## Arbeitsauftrag
Wandle die Zeilen des folgenden Materials in eine JSON-Liste von Zeichenketten um, mit einem Eintrag pro Zeile und ohne Leerzeilen. Berücksichtige das gesamte Material, lass die Bilder in der Antwort aber weg.
++++ Material zur Übung ++++
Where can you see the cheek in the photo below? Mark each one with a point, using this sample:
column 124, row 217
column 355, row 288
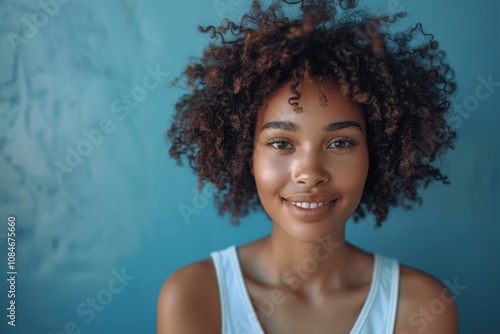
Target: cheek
column 352, row 176
column 270, row 174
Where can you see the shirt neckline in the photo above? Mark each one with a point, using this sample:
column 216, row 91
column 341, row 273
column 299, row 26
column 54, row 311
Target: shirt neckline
column 358, row 324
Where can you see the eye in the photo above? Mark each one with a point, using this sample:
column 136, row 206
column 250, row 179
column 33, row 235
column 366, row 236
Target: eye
column 343, row 144
column 279, row 144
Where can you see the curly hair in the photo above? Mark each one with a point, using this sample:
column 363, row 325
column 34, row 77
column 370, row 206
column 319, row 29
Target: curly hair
column 400, row 79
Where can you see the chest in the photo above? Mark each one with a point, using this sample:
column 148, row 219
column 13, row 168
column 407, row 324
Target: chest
column 285, row 311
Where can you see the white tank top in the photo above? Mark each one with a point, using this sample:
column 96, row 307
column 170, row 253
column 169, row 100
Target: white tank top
column 377, row 315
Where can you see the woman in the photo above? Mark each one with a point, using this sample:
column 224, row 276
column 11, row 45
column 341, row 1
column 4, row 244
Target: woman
column 315, row 118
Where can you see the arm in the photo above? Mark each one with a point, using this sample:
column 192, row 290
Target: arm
column 426, row 306
column 189, row 301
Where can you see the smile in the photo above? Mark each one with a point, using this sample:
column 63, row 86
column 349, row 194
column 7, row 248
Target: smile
column 309, row 205
column 311, row 211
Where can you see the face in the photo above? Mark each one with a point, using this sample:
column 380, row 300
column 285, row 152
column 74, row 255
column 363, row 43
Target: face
column 310, row 167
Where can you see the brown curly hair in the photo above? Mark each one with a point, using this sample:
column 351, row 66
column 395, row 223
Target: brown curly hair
column 401, row 79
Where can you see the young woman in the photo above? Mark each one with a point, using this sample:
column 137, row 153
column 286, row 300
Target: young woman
column 315, row 117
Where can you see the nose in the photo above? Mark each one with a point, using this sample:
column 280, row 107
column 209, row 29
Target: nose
column 310, row 169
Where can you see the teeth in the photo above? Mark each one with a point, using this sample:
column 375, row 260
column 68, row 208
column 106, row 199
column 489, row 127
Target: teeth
column 307, row 205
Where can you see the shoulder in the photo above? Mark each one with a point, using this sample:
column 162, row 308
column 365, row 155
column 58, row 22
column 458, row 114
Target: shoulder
column 189, row 301
column 425, row 305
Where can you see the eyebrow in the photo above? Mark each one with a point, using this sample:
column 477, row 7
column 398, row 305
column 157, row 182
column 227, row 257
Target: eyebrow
column 292, row 127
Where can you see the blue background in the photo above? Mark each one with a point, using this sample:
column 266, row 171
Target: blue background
column 119, row 209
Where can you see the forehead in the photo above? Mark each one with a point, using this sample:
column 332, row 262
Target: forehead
column 337, row 107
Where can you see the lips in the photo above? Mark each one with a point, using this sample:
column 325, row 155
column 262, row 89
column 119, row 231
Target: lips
column 310, row 207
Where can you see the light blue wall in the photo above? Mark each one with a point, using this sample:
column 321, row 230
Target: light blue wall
column 118, row 208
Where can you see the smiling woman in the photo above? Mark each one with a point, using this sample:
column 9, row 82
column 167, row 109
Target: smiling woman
column 320, row 116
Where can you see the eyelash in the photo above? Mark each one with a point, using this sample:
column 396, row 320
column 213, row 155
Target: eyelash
column 350, row 141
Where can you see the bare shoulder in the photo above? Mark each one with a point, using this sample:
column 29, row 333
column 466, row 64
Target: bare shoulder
column 425, row 304
column 189, row 301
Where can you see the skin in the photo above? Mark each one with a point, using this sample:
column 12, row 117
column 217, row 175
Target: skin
column 316, row 289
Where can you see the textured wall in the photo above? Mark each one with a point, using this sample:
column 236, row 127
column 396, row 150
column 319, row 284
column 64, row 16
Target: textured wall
column 84, row 169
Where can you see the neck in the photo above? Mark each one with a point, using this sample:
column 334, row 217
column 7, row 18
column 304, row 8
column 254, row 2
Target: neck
column 307, row 265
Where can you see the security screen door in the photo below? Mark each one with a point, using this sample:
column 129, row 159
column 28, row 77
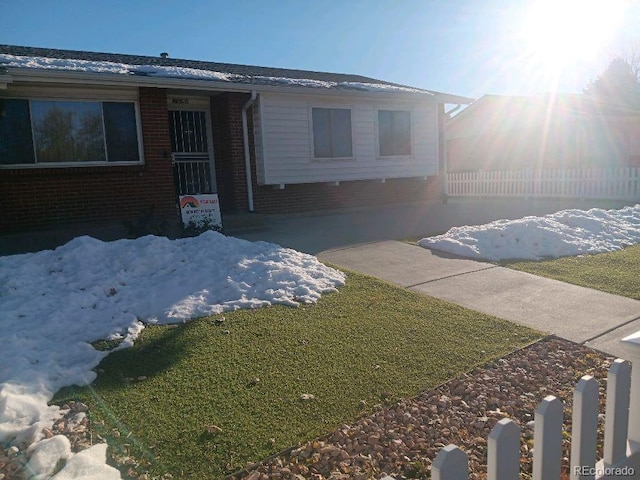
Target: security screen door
column 191, row 152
++++
## Lösung
[
  "Where can you see the cheek in the photo below? Mark each one with a point, using this sample:",
  "column 124, row 217",
  "column 355, row 288",
  "Target: cheek",
  "column 352, row 176",
  "column 270, row 174",
  "Where can you see the shirt neckline in the photo above? Mark each one with a point, using this sample:",
  "column 216, row 91",
  "column 341, row 273",
  "column 299, row 26",
  "column 54, row 311",
  "Target: shirt neckline",
  "column 358, row 324",
  "Where can you see the eye in the photo above? Mark each one with a point, using this sample:",
  "column 136, row 206",
  "column 250, row 179",
  "column 33, row 235",
  "column 366, row 236",
  "Target: eye",
  "column 343, row 144",
  "column 279, row 144",
  "Where can you see the curly hair in the photo above? Mark each one with a point, using this sample:",
  "column 363, row 325",
  "column 34, row 77",
  "column 370, row 206",
  "column 319, row 29",
  "Target: curly hair",
  "column 400, row 79",
  "Where can you see the chest in the photo above? Mark each one with a point, using this sample:",
  "column 148, row 219",
  "column 13, row 168",
  "column 407, row 324",
  "Target: chest",
  "column 285, row 311",
  "Where can you see the white tank top in the photo above? Mark each one with a point, using this sample:",
  "column 96, row 307",
  "column 170, row 253",
  "column 169, row 100",
  "Target: white tank top",
  "column 377, row 315",
  "Where can you see the woman in the photo above? Mark each one with a point, using this sample:",
  "column 224, row 276",
  "column 11, row 45",
  "column 341, row 1",
  "column 4, row 244",
  "Target: woman",
  "column 315, row 118",
  "Where can you see the arm in the photo above? Mark each one with a point, using this sample:",
  "column 192, row 290",
  "Target: arm",
  "column 426, row 306",
  "column 189, row 301",
  "Where can you see the smile in the photo above? Mark each one with a point, using this sample:",
  "column 63, row 86",
  "column 349, row 194",
  "column 7, row 248",
  "Target: smile",
  "column 309, row 205",
  "column 311, row 211",
  "Where can you see the face in the photo above? Mark each one with a point, using this sample:",
  "column 380, row 300",
  "column 285, row 152",
  "column 74, row 255",
  "column 363, row 43",
  "Target: face",
  "column 310, row 167",
  "Where can you see the brown curly hair in the photo above? Mark each one with a point, using this sample:",
  "column 351, row 66",
  "column 395, row 223",
  "Target: brown curly hair",
  "column 401, row 79",
  "Where can you see the young woman in the photo above? Mark each one with a point, using this sample:",
  "column 137, row 153",
  "column 286, row 300",
  "Target: young woman",
  "column 315, row 117",
  "Where can you see the nose in the photo above? Mark each one with a point, using this sample:",
  "column 280, row 107",
  "column 209, row 29",
  "Target: nose",
  "column 310, row 169",
  "Where can you see the teeth in the photo above? Mark each one with a point, using this sample:",
  "column 375, row 260",
  "column 68, row 208",
  "column 106, row 199",
  "column 489, row 127",
  "Target: teeth",
  "column 307, row 205",
  "Where can you see the shoulder in the photo above? Mark each one with a point, using this sample:",
  "column 162, row 308",
  "column 365, row 155",
  "column 58, row 22",
  "column 458, row 114",
  "Target: shoulder",
  "column 189, row 301",
  "column 425, row 305",
  "Where can you see the eyebrow in the photo above? Mark each one with a point, using this sample:",
  "column 477, row 7",
  "column 398, row 305",
  "column 157, row 182",
  "column 227, row 257",
  "Target: eyebrow",
  "column 292, row 127",
  "Where can you see the blue background in the photo above? Mark each one with a point, using this sample:",
  "column 266, row 171",
  "Target: blue background",
  "column 119, row 209",
  "Where can you see the forehead in the photo above? Mark each one with a point, using this sample:",
  "column 332, row 262",
  "Target: forehead",
  "column 337, row 107",
  "Where can you see the lips in the photo above? Mark each one with a point, using this sample:",
  "column 325, row 155",
  "column 262, row 89",
  "column 119, row 231",
  "Target: lips",
  "column 310, row 207",
  "Where can you see the light blue wall in the photo above? Mark each one with a point, using this sample:",
  "column 321, row 230",
  "Target: light blue wall",
  "column 118, row 208",
  "Where can you see the smiling woman in the photo above? Mark each one with a point, using this sample:",
  "column 9, row 82",
  "column 167, row 109",
  "Target: smiling woman",
  "column 320, row 116",
  "Where can you see the eyelash in the photo above? Mark each one with a point, using this sample:",
  "column 396, row 320",
  "column 213, row 155",
  "Target: eyelash",
  "column 350, row 141",
  "Where can you see the bare shoulder in the photo above? Mark each one with a point, using this sample:",
  "column 29, row 333",
  "column 466, row 64",
  "Target: bare shoulder",
  "column 425, row 304",
  "column 189, row 301",
  "Where can you see the skin in the photo above? Mark each one with a point, using this sample:",
  "column 12, row 117",
  "column 217, row 175",
  "Target: skin",
  "column 316, row 289",
  "Where can you see the textured wall in the photo above? Mark each one with a point, using this sample:",
  "column 236, row 127",
  "column 396, row 150",
  "column 319, row 284",
  "column 64, row 16",
  "Target: textured wall",
  "column 84, row 169",
  "Where can you see the neck in the photo above? Mark each one with a point, using this sample:",
  "column 334, row 217",
  "column 7, row 18",
  "column 304, row 8",
  "column 254, row 2",
  "Target: neck",
  "column 307, row 265",
  "Where can you see the security screen door in the photo below? Mark each one with a point, using this sample:",
  "column 129, row 159",
  "column 28, row 77",
  "Target: security screen door",
  "column 191, row 152"
]